====== SUPPLIED ENTRIES ======
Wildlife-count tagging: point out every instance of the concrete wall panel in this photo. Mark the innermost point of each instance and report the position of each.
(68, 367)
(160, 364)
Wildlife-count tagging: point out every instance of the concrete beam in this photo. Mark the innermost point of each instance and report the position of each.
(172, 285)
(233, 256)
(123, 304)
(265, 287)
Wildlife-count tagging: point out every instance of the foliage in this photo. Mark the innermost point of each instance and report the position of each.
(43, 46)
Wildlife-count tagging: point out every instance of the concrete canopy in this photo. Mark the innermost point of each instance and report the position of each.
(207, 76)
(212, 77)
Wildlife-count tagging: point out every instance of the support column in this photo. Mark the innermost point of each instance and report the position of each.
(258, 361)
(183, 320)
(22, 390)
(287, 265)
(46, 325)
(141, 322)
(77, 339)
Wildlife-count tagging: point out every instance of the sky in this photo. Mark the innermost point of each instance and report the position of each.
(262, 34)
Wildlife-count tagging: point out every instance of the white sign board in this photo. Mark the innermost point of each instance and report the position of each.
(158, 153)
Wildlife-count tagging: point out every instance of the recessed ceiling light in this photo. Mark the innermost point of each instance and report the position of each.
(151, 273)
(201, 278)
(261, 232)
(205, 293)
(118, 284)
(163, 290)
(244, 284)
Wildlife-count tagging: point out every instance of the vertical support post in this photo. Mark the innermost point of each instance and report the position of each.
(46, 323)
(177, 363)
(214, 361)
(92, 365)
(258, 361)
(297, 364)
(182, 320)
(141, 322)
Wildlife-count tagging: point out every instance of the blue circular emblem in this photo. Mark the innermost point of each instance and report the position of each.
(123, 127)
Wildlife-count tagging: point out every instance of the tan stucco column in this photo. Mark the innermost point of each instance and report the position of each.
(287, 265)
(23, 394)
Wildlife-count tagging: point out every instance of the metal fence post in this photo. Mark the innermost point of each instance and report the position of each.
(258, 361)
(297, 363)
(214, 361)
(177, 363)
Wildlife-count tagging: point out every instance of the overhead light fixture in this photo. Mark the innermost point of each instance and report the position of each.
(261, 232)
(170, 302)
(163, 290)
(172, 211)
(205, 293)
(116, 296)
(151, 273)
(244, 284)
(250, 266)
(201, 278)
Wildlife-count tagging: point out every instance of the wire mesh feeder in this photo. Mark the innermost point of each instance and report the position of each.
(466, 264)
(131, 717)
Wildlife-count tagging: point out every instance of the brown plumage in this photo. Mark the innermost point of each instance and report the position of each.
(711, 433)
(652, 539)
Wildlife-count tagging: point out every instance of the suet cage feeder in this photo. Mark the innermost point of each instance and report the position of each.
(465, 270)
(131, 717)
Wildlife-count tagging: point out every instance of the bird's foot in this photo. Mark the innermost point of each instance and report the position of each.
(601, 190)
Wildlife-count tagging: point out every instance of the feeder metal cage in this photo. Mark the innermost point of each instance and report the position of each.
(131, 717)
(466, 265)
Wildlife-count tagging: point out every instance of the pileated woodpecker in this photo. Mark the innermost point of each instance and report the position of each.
======
▸ TASK DETAILS
Write out the line containing "Wildlife-count tagging: point out every instance of the suet" and every line after it through the end of the entries. Keep each one exactly as it is, and add nothing.

▸ TASK ANSWER
Wildlife-count tagging: point out every instance of the suet cage feeder in this photo. Mark the innermost point of each instance and report the position of each.
(465, 270)
(131, 717)
Wildlife-count tagging: point out every instance of the bird's foot in this photo. Mark the innermost point of each instance and report the position of each.
(601, 190)
Wildlife-count tagging: point out every instance of the feeder metal cage in this photo. Mark the innermost point of each instance and report the position of each.
(131, 717)
(466, 265)
Wildlife-count tagging: point out every instance of the pileated woodpecker in this photo. Mark the innermost point of each instance and report the position of each.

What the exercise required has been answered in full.